= Extrait de page =
:::::
LE PREMIER « PROGRAMME DE GAUCHE » : un échec retentissant

          C’est à Jérusalem, peu de temps après la mort de Jésus, qu’a été essayé en grandeur nature le premier ‘’programme de gauche’’ : l’égalité absolue entre tous.

          On ne peut pas comprendre cet épisode si on ignore l’existence en Israël à cette époque d’un puissant courant messianiste : tous les Juifs attendaient le relèvement de leur pays, grâce à la venue d’un Messie miraculeux. Chez les premiers chrétiens, cette attente avait pris une coloration particulière : Jésus allait revenir sans tarder, le ‘’Grand Soir’’ était imminent.

          C’était la lutte finale, elle avait déjà commencé.

 I. Jésus et le ‘’système’’

           Jésus lui-même a clairement et explicitement refusé le titre de ‘’Messie’’ que ses disciples voulaient lui attribuer. Il n’a jamais eu de programme social.

          Pourtant, dans la Palestine comme partout ailleurs au I° siècle, régnait un capitalisme sauvage. Or Jésus ne s’est pas attaqué à ce système, il n’a jamais dit qu’il fallait  »prendre aux riches pour donner aux pauvres », n’a jamais condamné les riches parce qu’ils étaient riches.

          Au contraire, il était entouré d’amis fortunés qui le subventionnaient généreusement. Selon Matthieu, il a fait l’éloge de serviteurs qui spéculaient pour le compte de leur maître – lequel, quand il estime que l’un d’eux a mal géré son capital, le fait jeter… en enfer (25,14-30).

          Ailleurs, il a loué un patron qui profitait du taux de chômage élevé pour embaucher des intermittents quand ça l’arrangeait, et les payait sans tenir compte des conventions collectives en usage. Ses ouvriers sous contrat venaient-ils protester ? Il leur répondait que « tel était son bon plaisir » et qu’il « disposait de ses biens comme il lui plaisait. » (20, 1-15).

           Matthieu écrivait en milieu juif, tandis que Luc vivait à Antioche. Est-ce l’influence des mœurs romaines ? Son Jésus semble trouver normal qu’un maître donne « un grand nombre de coups » à ses serviteurs désobéissants, et « seulement un petit nombre » aux fautifs par erreur (12, 47-48). Ailleurs, il raconte l’histoire d’un homme riche qui avait un intendant malhonnête. Dénoncé, que fait l’intendant ? Tant qu’il dispose du livre de comptes, il continue de tromper son maître en annulant dans la colonne de gauche les dettes de ses créanciers. Le Jésus de Luc fait l’éloge de cet intendant doublement malhonnête : « Et moi, je vous dis : faites-vous des amis avec l’argent trompeur. » (1)
:::::
= Jeu d'enregistrements =
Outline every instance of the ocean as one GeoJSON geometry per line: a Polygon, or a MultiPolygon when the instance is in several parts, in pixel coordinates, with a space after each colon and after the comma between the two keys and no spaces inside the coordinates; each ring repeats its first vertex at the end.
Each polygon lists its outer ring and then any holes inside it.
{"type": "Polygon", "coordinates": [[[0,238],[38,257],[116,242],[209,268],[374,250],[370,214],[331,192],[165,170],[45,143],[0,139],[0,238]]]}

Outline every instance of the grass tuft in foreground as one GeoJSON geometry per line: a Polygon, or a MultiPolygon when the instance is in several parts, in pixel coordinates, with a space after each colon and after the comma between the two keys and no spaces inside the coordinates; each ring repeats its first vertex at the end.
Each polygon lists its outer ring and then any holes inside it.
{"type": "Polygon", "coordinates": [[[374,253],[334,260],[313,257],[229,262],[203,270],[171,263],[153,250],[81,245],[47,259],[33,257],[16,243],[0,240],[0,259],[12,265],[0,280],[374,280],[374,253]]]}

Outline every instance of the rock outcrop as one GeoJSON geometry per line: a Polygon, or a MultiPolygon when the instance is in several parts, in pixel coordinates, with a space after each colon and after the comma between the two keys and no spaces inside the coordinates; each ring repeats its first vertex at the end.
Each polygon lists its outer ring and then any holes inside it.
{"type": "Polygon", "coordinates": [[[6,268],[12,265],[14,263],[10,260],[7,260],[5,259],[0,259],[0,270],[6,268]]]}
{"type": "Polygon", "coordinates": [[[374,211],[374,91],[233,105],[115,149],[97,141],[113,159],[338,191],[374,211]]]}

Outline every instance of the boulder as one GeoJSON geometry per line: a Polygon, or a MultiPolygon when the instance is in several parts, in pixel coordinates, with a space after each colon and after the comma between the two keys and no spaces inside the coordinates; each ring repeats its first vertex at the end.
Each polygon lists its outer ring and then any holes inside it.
:::::
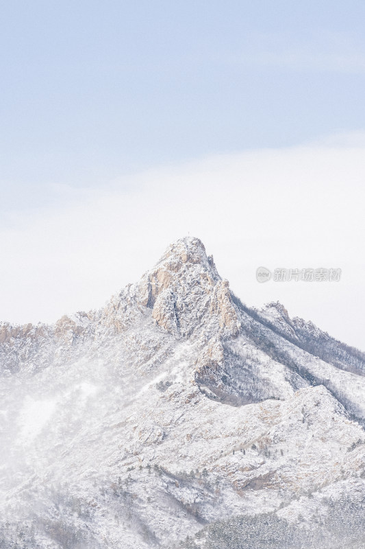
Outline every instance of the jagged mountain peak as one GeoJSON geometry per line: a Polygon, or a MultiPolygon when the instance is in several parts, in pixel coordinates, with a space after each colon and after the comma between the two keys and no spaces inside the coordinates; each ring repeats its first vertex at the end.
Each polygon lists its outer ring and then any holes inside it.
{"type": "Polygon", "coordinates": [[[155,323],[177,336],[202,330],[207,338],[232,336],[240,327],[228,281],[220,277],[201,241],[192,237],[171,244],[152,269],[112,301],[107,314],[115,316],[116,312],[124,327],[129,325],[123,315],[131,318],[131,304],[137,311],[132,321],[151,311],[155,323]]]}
:::::
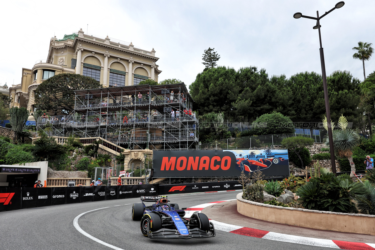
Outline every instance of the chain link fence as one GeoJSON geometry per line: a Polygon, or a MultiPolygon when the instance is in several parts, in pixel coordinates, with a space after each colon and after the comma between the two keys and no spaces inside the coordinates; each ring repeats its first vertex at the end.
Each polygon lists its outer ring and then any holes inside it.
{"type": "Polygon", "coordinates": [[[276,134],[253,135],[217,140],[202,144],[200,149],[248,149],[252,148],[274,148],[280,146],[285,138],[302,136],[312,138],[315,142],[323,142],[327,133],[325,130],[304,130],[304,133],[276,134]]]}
:::::
= Consignes =
1 > Répondez à ces questions sur l'extrait consacré au premier « programme de gauche » :
(a) Dans quelle ville ce premier « programme de gauche » a-t-il été essayé ?
(b) Où vivait Luc ?
(c) Selon Matthieu, que fait le maître du serviteur qui a mal géré son capital ?
2 > Recopiez mot pour mot l'extrait consacré au premier « programme de gauche », en commençant par « On ne peut pas » et en allant jusqu'à « Soir’’ était imminent. ».
3 > Reprenez l'extrait consacré au premier « programme de gauche » là où il s'arrête et poursuivez-le.
Les enregistrements n'ont ici aucun rôle.

= Réponses =
1 >
(a) À Jérusalem.
(b) À Antioche.
(c) Il le fait jeter en enfer.

2 >
On ne peut pas comprendre cet épisode si on ignore l’existence en Israël à cette époque d’un puissant courant messianiste : tous les Juifs attendaient le relèvement de leur pays, grâce à la venue d’un Messie miraculeux. Chez les premiers chrétiens, cette attente avait pris une coloration particulière : Jésus allait revenir sans tarder, le ‘’Grand Soir’’ était imminent.

3 >
           On ne lit dans les Évangiles aucune de ces condamnations radicales du système, qu’on attendrait aujourd’hui d’un prophète de monde meilleur, plus juste, plus égalitaire.

           Ce que Jésus a enseigné, c’est la nécessité de l’aumône.

          La richesse est fragile dit-il, « les mites font tout disparaître et les voleurs dérobent » : par l’aumône faite aux pauvres, on « s’amasse des trésors dans le ciel » (Mt 6,19-21).

          Ce capitalisme spirituel était une règle ancienne, traditionnelle, du judaïsme : en la faisant sienne Jésus n’a rien innové, sauf dans la radicalité de cette aumône. Ce que la Loi juive ne demandait nullement, il conseille de « vendre tout ce qu’on a, et de le distribuer aux pauvres » (Mt 19,16-30). Ce n’était là qu’une illustration concrète de son choix de vie particulier, inhabituel en Israël, et qu’il donnait en exemple à ceux qui voudraient l’imiter : ne pas chercher à faire advenir le Grand Soir social, ne pas dénigrer la richesse des riches, mais tout quitter pour vivre à la grâce de Dieu.

          Il n’a pas cherché à ‘’changer le système’’ : c’est lui-même qu’il a changé, en choisissant de vivre à sa marge.

          S’il a apporté un souffle d’air frais dans ce monde, c’est en lui tournant le dos.

           Un prophète prêche d’abord par son choix de vie et de valeurs. Parvenue jusqu’à nous, l’onde de choc qu’il a provoquée vient de sa désintégration sociale personnelle, voulue, assumée.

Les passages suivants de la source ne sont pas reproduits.